**Exercise directions**.
Copy each line from the entries that the word "grass" appears in.

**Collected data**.

▬▬▬

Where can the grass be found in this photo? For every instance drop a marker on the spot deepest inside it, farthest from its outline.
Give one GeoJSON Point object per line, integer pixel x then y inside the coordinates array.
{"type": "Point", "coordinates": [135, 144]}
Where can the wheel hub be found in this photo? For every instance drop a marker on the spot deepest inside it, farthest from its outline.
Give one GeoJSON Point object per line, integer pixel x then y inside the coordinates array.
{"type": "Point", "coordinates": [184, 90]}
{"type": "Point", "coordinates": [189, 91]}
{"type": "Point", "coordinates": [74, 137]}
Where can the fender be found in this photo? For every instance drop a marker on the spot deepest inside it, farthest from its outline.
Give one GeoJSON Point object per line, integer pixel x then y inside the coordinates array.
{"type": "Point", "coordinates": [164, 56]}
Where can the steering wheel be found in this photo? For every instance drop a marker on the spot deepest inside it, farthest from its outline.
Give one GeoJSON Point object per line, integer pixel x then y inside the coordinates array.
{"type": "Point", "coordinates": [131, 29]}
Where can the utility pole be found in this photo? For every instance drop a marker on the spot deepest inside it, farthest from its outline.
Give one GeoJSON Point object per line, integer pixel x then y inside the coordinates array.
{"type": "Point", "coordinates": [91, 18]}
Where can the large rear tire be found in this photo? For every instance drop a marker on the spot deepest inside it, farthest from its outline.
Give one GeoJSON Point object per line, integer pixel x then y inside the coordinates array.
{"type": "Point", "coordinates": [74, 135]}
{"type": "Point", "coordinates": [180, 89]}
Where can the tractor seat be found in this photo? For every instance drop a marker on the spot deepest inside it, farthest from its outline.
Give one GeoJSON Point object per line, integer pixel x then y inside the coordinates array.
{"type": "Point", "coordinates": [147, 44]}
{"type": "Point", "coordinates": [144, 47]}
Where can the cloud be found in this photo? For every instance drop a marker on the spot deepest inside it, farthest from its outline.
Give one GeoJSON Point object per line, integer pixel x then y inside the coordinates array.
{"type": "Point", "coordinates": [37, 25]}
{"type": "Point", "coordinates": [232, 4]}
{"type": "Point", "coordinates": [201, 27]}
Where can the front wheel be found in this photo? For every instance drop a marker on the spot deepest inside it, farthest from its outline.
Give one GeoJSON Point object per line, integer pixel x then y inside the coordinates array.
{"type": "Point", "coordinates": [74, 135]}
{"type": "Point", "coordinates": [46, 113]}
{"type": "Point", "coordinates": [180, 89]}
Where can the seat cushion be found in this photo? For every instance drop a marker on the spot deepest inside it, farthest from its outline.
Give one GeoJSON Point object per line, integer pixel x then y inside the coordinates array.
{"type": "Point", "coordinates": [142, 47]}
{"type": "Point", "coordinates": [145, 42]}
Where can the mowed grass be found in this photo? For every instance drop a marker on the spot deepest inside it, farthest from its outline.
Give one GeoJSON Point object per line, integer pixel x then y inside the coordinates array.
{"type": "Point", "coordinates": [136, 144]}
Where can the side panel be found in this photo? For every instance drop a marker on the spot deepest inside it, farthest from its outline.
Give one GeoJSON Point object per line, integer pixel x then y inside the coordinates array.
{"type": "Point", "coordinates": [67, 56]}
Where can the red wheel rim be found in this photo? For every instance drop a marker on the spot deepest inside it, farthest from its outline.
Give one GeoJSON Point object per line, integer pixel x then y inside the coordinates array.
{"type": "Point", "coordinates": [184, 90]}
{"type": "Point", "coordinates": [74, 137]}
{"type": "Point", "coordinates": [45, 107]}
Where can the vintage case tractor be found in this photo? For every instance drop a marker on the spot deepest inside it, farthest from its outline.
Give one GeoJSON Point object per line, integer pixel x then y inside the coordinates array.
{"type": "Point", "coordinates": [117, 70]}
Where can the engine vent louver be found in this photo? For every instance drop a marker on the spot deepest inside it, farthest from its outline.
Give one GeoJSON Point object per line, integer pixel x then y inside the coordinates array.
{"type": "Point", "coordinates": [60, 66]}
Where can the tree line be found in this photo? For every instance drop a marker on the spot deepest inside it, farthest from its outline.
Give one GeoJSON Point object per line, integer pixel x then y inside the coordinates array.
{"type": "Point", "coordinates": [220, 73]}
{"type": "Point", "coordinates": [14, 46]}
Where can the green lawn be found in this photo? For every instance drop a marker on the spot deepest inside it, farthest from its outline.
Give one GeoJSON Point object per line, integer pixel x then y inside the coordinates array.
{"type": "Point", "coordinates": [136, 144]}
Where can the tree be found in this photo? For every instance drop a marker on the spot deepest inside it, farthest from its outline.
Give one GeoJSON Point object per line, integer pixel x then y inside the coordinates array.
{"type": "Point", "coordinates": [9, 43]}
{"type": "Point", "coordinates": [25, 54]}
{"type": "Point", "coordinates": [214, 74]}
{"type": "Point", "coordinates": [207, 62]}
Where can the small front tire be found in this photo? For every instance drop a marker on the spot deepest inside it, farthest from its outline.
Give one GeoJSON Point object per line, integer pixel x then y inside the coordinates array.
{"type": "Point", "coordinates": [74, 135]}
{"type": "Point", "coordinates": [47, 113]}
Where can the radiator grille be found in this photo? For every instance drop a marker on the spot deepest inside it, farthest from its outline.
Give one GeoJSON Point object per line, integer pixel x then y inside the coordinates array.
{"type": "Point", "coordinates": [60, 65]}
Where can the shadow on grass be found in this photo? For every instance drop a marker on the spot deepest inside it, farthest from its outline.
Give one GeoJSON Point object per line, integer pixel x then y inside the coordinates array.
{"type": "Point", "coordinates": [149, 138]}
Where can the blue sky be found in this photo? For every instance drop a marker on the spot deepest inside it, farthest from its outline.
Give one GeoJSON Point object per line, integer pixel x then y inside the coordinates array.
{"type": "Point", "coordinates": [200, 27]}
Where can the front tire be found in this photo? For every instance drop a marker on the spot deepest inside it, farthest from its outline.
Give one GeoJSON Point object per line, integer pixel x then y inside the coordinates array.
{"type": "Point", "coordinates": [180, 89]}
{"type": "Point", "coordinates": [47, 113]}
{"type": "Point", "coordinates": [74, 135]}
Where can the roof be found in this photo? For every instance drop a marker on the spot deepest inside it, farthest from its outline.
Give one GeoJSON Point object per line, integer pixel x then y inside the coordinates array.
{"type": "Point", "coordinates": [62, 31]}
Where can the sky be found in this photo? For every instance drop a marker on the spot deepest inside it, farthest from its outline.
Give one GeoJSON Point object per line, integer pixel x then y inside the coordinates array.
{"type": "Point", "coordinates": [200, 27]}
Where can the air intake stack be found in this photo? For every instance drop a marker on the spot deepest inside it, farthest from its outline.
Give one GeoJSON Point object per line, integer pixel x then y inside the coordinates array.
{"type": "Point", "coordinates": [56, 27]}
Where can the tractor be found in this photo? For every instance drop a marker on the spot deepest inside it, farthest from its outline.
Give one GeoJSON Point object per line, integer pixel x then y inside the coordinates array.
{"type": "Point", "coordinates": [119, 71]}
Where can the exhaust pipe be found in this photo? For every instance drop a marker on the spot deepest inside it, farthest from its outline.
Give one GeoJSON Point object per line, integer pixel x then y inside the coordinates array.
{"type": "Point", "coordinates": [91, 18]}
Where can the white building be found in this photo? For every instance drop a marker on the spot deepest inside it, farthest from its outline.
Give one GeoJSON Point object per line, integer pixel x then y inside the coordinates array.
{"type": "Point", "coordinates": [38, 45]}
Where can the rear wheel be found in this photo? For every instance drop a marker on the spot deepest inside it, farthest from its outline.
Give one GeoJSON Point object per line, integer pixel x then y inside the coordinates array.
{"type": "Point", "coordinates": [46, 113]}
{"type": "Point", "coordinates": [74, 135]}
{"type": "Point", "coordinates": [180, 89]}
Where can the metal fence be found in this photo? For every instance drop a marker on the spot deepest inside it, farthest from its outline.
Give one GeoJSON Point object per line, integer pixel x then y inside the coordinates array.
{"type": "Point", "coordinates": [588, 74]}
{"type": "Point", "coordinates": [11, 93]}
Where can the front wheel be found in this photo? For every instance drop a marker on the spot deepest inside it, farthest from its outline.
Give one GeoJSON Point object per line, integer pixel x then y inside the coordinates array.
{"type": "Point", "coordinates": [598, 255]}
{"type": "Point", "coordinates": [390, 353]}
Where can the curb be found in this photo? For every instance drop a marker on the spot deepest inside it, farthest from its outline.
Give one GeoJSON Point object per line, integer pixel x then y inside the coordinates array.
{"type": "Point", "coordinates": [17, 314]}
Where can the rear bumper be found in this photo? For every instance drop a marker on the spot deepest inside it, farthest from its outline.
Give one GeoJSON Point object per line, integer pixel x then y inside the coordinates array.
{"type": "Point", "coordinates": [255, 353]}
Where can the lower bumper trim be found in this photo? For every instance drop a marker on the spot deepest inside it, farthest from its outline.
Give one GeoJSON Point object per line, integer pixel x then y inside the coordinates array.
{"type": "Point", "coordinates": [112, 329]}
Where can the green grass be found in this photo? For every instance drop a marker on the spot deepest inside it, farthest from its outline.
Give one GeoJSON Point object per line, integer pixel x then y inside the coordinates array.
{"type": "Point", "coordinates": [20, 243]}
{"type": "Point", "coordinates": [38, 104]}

▬▬▬

**Reply**.
Where can the grass be found in this photo? For every instance drop a marker on the spot deepest inside it, farthest from its outline.
Where can the mowed grass be found in this photo? For every instance drop a marker on the spot deepest inside it, farthest from its outline.
Where can the shadow on grass be found in this photo? For every instance drop a marker on the spot deepest inside it, farthest from its outline.
Where can the green grass be found in this photo? For every instance drop a marker on the spot deepest inside it, farthest from its outline.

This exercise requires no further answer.